▸ DOCUMENT PASSAGE:
Despite Philip Morris International (PM 2.82%) winning the U.S. Food & Drug Administration (FDA)'s marketing approval and a modified risk label for its IQOS heat-not-burn device, the technology hasn't really gone anywhere.

Altria Group (MO 1.91%), which is in charge of development, marketing, and sale of IQOS in the U.S., has so far only introduced the electronic cigarette into exactly three markets: Atlanta, Richmond, Virginia,  and Charlotte, North Carolina.

There's a slow national rollout, and then there's the glacial pace Altria is moving at to introduce a device that's supposed to lead the country toward a smoke-free, non-combustible cigarette future. 

Although Altria is putting a lot of time and money into the effort, maybe it would do better if it spent that time and money helping to get marijuana legalized.

Woman filling vial next to cannabis plant

Image source: Getty Images.

Good things to come

Cronos Group (CRON -1.66%) seems like Altria's forgotten investment. Both IQOS and its diminishing returns investment in e-cig maker JUUL Labs grab far more headlines, but the Canadian pot grower that Altria sank $1.8 billion for a 45% stake in in 2018 has mostly sat on the shelf.

To an extent, it's not Altria's fault. The investment was predicated on the long-term opportunity marijuana presented, as it remains illegal at the federal level. Although Cronos has some $1.3 billion in cash and short-term investments available to it, the U.S. market remains constrained, and of the $11 million it generated in the third quarter, just $1.8 million came from the U.S.

▸ EXTRACTED MATERIAL:
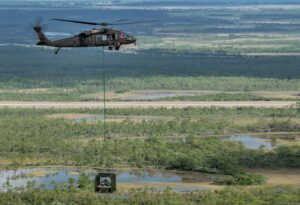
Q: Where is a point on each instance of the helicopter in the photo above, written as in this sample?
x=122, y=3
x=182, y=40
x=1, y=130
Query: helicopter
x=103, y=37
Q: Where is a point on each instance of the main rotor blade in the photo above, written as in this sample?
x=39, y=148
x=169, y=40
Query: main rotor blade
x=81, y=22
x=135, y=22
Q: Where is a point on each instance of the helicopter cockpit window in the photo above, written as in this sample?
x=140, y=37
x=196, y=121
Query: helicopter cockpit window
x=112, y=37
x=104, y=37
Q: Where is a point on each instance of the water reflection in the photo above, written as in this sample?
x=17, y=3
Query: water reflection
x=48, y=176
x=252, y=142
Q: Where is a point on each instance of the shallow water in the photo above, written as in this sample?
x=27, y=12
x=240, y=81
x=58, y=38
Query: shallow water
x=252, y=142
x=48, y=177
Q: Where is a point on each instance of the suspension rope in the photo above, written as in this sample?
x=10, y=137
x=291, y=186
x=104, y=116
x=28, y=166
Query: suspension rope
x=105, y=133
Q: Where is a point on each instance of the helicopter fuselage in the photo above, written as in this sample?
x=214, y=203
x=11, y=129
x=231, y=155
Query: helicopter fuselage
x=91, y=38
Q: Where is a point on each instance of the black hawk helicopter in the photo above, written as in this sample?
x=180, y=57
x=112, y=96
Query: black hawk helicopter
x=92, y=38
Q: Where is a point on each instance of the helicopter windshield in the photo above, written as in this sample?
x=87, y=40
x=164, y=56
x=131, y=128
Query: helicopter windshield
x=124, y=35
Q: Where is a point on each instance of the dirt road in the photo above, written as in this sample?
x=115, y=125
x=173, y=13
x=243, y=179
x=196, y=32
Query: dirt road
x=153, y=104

--

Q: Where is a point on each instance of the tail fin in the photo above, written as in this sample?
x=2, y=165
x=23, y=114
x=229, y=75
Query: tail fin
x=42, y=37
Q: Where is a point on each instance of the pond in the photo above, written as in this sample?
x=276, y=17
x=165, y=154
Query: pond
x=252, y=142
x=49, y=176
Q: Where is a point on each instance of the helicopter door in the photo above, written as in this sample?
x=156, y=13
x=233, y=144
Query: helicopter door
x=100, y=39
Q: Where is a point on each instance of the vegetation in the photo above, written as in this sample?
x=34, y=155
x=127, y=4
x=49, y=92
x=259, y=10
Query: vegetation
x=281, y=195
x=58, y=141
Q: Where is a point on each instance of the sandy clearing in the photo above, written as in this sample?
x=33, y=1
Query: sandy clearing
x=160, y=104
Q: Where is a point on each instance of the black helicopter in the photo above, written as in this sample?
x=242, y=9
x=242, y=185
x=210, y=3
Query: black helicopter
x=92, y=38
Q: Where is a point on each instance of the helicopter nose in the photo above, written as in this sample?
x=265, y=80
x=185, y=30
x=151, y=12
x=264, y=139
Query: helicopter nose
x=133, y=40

▸ PROBLEM DESCRIPTION: In the article on Altria and IQOS, how much did Altria pay for its stake in Cronos Group, and what share did that buy? Rely only on the article on Altria and IQOS, not on the items.

▸ ANSWER TO THIS TASK: Altria paid $1.8 billion in 2018 for a 45% stake in Cronos Group.